§ Your assignment: Line count for "approximate": tally the lines of the records below that contain it, and give only that number.

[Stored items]
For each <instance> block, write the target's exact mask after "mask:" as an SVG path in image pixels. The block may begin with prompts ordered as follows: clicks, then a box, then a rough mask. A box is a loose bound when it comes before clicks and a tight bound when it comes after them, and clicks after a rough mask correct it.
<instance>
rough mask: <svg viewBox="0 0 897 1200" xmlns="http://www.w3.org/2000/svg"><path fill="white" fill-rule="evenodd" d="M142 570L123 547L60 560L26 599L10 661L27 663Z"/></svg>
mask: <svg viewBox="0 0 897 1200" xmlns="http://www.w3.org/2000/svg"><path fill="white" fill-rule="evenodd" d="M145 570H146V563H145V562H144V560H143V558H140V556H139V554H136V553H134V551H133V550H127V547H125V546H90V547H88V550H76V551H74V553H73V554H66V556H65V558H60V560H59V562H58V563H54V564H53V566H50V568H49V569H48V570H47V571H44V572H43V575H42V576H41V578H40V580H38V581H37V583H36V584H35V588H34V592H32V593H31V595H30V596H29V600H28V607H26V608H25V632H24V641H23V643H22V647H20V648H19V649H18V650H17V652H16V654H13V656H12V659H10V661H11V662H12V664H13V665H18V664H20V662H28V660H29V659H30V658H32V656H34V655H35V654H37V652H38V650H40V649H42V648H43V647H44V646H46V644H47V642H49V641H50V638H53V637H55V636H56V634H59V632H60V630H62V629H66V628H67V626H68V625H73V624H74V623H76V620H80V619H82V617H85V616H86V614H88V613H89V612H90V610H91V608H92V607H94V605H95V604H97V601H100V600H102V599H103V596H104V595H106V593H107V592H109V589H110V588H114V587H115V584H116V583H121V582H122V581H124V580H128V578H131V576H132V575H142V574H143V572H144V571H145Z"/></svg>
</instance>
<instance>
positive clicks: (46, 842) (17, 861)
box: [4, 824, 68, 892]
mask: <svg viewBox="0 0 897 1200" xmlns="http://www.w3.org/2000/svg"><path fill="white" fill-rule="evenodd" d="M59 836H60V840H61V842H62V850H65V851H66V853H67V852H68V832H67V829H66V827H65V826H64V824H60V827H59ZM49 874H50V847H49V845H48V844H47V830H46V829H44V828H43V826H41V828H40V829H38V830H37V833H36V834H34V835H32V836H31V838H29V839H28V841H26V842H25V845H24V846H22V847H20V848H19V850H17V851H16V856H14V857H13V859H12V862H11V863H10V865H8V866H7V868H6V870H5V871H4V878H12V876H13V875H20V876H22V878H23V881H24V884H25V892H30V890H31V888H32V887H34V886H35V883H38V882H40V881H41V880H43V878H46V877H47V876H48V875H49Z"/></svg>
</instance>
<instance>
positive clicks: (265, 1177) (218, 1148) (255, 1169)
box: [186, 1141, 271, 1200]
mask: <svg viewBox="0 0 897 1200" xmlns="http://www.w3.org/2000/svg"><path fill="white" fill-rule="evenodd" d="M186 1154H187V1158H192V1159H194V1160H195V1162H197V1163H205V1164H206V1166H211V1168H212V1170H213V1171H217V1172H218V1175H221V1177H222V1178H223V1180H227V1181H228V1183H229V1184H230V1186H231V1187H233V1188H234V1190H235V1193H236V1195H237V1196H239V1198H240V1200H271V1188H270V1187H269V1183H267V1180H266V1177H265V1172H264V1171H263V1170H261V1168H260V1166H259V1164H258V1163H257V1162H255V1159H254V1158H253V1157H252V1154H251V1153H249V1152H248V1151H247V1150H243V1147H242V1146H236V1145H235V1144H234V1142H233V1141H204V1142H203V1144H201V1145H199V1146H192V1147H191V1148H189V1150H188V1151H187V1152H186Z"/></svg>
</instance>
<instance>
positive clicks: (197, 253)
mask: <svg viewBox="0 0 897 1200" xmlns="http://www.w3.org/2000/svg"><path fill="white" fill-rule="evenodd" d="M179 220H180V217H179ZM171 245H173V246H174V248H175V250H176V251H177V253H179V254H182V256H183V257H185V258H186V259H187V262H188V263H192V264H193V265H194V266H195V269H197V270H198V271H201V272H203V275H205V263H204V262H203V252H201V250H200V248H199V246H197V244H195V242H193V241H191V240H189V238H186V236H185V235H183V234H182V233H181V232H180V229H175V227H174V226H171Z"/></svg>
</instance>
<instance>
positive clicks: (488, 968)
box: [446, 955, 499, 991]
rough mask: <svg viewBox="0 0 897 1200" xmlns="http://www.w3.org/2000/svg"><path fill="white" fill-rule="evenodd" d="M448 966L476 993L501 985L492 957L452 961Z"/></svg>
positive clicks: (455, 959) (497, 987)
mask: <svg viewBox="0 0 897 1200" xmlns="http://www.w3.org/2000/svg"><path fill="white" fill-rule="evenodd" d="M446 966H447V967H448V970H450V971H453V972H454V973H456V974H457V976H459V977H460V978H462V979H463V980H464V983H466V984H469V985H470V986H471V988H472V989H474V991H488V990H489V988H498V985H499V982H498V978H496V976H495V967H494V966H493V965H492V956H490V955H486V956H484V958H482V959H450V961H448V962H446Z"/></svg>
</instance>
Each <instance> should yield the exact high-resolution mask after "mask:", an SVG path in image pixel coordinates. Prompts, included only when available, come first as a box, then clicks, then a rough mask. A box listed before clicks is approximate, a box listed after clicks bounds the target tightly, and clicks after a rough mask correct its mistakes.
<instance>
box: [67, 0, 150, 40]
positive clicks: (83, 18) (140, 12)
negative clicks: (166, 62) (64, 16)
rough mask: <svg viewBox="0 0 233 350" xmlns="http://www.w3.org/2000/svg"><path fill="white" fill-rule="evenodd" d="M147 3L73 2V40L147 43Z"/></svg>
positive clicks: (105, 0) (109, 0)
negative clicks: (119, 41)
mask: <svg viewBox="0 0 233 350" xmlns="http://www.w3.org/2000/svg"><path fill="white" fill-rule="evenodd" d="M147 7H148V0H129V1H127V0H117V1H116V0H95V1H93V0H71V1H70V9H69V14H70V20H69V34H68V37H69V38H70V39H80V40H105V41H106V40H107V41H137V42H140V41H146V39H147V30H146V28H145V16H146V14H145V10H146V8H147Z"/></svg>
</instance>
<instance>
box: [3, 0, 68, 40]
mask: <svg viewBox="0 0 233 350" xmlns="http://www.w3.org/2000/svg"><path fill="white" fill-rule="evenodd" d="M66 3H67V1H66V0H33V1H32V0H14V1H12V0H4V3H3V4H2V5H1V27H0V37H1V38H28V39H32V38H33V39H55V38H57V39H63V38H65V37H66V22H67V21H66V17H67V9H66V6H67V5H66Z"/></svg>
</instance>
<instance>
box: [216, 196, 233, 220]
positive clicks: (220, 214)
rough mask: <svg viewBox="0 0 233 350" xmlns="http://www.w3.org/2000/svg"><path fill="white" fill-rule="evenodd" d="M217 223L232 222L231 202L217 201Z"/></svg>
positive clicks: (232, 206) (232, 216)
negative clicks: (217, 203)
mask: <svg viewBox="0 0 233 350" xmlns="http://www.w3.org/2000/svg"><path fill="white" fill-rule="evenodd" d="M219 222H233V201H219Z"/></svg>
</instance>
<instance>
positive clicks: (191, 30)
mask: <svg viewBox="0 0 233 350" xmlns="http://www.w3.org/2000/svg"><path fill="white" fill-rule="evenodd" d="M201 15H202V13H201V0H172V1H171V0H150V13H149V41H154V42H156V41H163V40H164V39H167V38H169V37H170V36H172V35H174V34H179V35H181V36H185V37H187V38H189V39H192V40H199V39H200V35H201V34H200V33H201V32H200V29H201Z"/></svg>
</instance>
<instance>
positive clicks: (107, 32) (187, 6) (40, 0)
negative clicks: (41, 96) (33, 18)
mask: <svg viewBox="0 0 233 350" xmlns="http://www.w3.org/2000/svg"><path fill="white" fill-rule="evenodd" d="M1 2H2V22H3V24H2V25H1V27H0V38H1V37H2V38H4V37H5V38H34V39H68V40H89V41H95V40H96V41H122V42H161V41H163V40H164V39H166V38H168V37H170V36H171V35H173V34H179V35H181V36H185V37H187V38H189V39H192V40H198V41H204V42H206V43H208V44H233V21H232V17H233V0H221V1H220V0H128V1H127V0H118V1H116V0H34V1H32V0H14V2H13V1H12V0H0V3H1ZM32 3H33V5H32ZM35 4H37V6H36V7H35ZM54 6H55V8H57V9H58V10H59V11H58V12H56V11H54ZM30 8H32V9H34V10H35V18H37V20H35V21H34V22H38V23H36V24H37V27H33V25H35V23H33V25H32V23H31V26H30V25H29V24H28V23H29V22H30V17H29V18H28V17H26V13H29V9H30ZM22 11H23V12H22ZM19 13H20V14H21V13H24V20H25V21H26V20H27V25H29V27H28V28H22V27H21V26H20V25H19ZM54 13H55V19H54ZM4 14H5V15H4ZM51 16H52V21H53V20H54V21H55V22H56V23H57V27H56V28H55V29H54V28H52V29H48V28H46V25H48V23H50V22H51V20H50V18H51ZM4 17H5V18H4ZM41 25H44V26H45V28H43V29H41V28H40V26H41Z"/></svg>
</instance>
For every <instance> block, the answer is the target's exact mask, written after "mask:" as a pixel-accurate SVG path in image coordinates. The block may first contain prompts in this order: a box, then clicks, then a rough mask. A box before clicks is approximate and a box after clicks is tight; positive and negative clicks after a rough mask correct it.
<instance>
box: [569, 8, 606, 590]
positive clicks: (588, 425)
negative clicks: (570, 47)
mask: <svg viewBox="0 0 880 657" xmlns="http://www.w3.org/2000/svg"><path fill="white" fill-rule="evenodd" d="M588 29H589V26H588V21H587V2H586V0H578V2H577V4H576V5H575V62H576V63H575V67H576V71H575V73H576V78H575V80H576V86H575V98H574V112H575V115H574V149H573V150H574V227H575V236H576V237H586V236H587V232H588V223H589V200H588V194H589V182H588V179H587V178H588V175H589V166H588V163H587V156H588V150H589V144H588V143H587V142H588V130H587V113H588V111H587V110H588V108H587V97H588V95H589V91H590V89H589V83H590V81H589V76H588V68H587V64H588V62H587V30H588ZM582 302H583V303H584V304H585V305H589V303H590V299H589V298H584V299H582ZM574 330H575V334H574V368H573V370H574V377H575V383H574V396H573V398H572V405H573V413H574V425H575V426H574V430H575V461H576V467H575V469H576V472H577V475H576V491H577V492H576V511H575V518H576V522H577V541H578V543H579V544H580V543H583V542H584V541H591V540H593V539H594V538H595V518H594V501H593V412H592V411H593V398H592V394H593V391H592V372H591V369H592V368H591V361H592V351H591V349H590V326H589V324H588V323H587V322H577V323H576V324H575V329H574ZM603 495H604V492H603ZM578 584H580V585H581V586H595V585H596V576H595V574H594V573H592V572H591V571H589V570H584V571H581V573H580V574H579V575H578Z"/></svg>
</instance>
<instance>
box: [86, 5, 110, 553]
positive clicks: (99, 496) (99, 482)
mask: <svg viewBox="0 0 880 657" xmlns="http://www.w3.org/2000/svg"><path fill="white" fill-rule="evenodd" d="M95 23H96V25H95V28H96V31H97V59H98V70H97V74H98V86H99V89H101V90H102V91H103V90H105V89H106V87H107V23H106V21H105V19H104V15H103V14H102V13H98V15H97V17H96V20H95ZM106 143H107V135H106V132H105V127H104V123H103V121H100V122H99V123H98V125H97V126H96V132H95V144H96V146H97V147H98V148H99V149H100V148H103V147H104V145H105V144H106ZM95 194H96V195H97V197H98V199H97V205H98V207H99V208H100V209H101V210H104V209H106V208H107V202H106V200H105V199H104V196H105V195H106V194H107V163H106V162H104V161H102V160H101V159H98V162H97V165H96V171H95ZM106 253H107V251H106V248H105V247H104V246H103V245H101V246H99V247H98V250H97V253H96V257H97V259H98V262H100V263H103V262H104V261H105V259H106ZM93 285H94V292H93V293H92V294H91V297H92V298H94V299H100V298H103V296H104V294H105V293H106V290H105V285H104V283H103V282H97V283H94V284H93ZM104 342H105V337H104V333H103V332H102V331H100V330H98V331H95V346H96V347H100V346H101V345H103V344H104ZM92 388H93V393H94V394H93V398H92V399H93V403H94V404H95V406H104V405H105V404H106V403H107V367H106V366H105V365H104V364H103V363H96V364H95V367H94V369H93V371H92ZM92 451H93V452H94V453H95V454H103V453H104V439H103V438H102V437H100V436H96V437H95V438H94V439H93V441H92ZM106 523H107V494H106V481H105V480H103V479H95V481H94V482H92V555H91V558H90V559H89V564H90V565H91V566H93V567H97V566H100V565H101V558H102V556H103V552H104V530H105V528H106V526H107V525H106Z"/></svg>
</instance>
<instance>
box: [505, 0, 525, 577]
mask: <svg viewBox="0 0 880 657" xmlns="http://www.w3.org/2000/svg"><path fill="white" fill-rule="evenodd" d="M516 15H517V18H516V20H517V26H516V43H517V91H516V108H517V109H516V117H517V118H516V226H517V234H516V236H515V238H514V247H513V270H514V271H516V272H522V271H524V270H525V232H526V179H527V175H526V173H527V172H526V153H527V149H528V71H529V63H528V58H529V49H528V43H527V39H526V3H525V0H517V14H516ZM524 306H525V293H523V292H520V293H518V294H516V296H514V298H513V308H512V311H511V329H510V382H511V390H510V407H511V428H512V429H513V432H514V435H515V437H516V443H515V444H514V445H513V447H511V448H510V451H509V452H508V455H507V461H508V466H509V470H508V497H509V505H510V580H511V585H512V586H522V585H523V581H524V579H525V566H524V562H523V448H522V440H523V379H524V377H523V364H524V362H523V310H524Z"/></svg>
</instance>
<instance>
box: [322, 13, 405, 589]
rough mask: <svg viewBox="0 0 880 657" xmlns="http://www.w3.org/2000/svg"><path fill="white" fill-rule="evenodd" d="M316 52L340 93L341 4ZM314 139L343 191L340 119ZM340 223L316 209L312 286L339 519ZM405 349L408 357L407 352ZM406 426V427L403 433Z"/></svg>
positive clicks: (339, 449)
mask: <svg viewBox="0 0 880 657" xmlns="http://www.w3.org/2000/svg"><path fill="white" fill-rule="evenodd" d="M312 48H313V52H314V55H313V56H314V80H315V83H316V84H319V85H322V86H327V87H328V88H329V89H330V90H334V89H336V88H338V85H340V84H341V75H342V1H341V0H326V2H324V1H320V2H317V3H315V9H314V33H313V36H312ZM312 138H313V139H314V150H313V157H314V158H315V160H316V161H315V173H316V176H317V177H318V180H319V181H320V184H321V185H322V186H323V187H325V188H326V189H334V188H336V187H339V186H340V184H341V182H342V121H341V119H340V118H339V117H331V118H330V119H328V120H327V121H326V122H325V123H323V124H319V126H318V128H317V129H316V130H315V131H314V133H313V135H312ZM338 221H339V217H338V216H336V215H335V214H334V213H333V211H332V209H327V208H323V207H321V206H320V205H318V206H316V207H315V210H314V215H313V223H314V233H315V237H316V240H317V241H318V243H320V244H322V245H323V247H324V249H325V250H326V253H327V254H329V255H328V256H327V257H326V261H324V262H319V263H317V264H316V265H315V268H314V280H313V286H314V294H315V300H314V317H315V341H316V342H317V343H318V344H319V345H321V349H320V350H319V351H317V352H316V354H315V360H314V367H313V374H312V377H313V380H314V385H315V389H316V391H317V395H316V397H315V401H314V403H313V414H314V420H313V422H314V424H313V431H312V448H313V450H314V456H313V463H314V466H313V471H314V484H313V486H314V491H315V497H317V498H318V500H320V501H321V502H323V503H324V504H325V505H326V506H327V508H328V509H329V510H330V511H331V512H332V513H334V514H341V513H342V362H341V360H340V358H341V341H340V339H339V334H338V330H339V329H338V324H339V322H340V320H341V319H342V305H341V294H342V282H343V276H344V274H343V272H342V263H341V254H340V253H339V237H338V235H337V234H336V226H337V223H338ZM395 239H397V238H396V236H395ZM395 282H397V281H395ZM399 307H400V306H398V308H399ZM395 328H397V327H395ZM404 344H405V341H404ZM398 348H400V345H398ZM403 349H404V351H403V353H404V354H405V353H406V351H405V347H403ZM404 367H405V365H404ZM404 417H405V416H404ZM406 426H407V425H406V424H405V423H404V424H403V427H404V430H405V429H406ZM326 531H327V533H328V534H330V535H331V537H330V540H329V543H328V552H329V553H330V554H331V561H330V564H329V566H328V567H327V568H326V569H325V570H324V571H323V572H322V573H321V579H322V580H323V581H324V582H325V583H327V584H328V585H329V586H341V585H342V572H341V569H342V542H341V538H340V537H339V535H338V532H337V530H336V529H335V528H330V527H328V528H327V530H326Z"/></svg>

§ Answer to the problem: 2